We’ve had the most luck with the categorisation models, so we will focus on trying to predict sold_flag
, rather than sold_count
. While not ideal, the sold_flag
should still serve to estimate the value of an item. We must remember that even a single sale is a rare event, so the difference between a sale and non-sale is much more important than the difference between 1 and 2 sales.
We will use the random forest we trained on data balanced with the SMOTE
algorithm, since this offered a better predictive accuracy than the random forest trained using stratified bootstrap sampling.
Now that we’ve settled on a model, we can plot how this random forest believes that the numeric variables impact the sold_flag
. This visualisation below is adapted from this StackExchange answer by Zachary Deane-Mayer.
These graphs are based on the set on which the random forest was trained. This allows us to see how the model was trained, before we introduce unseen data to it.
preds_on_history <- predict(rf_smote_flag, historical_SMOTE, "vote")[,2]
plotData <- lapply(numeric_cols, function(x) {
out <- tibble(
var = x,
value = historical_SMOTE[[x]],
sold_flag = preds_on_history
)
out$value <- out$value-min(out$value) #Normalize to [0,1]
out$value <- out$value/max(out$value)
out
})
plotData <- do.call(rbind, plotData)
qplot(value, sold_flag, data = plotData, facets = ~ var, geom='smooth',
span = 0.5)
We can see from the shaded areas the effect that the outliers have. For example, it is difficult to determine the impact that release_year
has on the outcome for early years, because of a lack of data.
rf_smote_flag %>%
varImpPlot(main = "Variable effect according to random forest using SMOTE")
Let’s take a moment to consider the differences between the historical
and active
data sets, to anticipate the predictions that our model may make. We will explore the four most significant variables, as identified by the random forest model.
sales %>%
ggplot(aes(x = file_type, y = strength_factor, fill = file_type)) +
geom_boxplot(na.rm = TRUE) +
ylim(0, 120000)

:: GOALS ::
• 1. According to the random forest walkthrough, why was the model trained on SMOTE-balanced data chosen instead of the one trained with stratified bootstrap sampling?
• 2. Extend the random forest walkthrough beyond its final line of code.

:: SOURCE MATERIAL ::
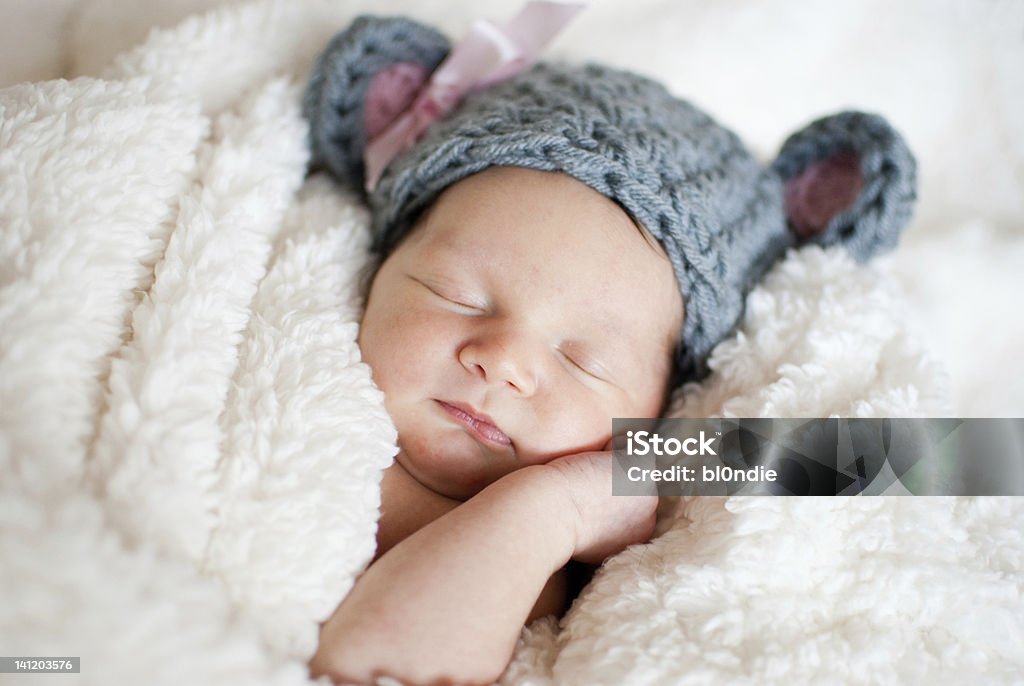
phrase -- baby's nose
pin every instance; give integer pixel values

:: ANSWERS FOR THE TASKS ::
• 1. It offered better predictive accuracy than the random forest trained with stratified bootstrap sampling.

• 2.
We noted earlier that, for items shared across the historical
and active
inventories, the strength_factor
of individual items changes between the two inventories. On the whole, however, there doesn’t appear to be much of a difference.
sales %>%
ggplot(aes(x = file_type, y = low_user_price, fill = file_type)) +
geom_boxplot(na.rm = TRUE) +
ylim(0, 200)
We can plot the effect of strength factor, as predicted by the model, along with the medians from both the historical
and active
data sets:
predicted_effect <- function(
var,
historical_text_position = 0.3,
active_text_position = 0.3,
xmax = 200
) {
historical_median <- historical[[var]] %>% median
active_median <- active[[var]] %>% median
tibble(
value = historical_SMOTE[[var]],
sold_flag = preds_on_history
) %>%
qplot(
value,
sold_flag,
data = .,
geom = 'smooth',
na.rm = TRUE
) +
xlim(0, xmax) +
xlab(var) +
ylab("predicted probability of sale") +
geom_vline(xintercept = historical_median, colour = "#00BFC4") +
geom_text(
aes(x = historical_median, label = "\nhistorical median",
y = historical_text_position),
colour="#00BFC4", angle = 90, text = element_text(size = 11)
) +
geom_vline(xintercept = active_median, colour = "#F8766D") +
geom_text(
aes(x = active_median, label = "\nactive median",
y = active_text_position),
colour="#F8766D", angle = 90, text = element_text(size = 11)
)
}
predicted_effect(
var = "strength_factor",
historical_text_position = 0.45,
active_text_position = 0.45,
xmax = 3000000
)
We can potentially expect a slightly higher probability of sale due to the lower strength_factor
in the active
data set, but the predicted effect is unstable below around 800000.
The low_user_price
seems to have dropped from the observation period to the current inventory, from a median of 44.03 to a median of 8.68. We know that a higher price is associated with a lack of sales. The random forest model predicts the following effect:
predicted_effect(
var = "low_user_price",
historical_text_position = 0.45,
active_text_position = 0.45,
xmax = 200
)
It’s difficult to interpret this behaviour due to the strange behaviour of sale probability below $50 (or whatever the unit of measurement for low_user_price
is). We an possible expect a slightly smaller probability of sale in the active
inventory due to the decrease in median price.
sales %>%
ggplot(aes(x = file_type, y = item_count, fill = file_type)) +
geom_boxplot(na.rm = TRUE) +
ylim(0, 50)
There is a slight decrease in item_count
in the active
inventory, from a median of 34 to a median of 30. We should be hesitant about drawing any conclusions from this because we don’t know what business logic is used to decide item_count
, and there is the possibility of feedback between sales and inventory. Nevertheless, the random forest model will predict the following:
predicted_effect(
var = "item_count",
historical_text_position = 0.33,
active_text_position = 0.33,
xmax = 100
)
That is to say, the reduction in item count is likely to lead to a reduced chance of sale when the random forest model is applied to the active
inventory. In the range shown, the effect is quite linear.
sales %>%
ggplot(aes(x = file_type, y = release_number, fill = file_type)) +
geom_boxplot(na.rm = TRUE) +
ylim(0, 10)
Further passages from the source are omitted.